Activity -> Identify the lines in the data below that contain "marker" and give only how many there are.

Excerpted data ->

━━━━━━━━━━━━━━━━

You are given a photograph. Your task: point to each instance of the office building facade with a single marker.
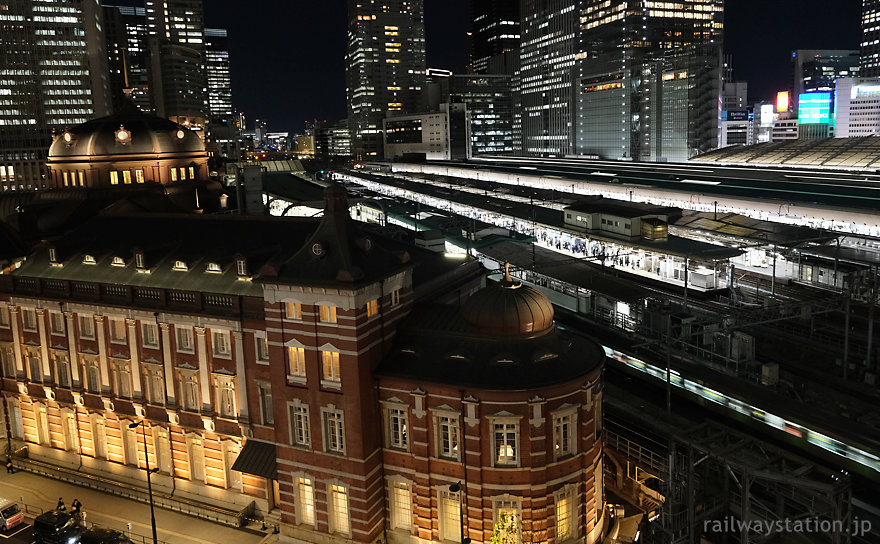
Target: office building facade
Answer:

━━━━━━━━━━━━━━━━

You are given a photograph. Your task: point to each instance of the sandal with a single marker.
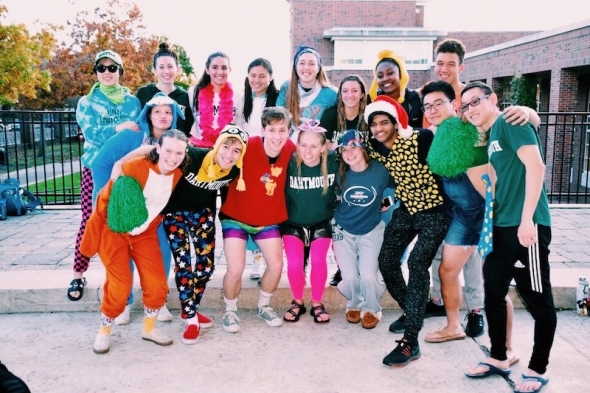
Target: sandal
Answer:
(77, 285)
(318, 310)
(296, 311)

━━━━━━━━━━━━━━━━

Answer -> 2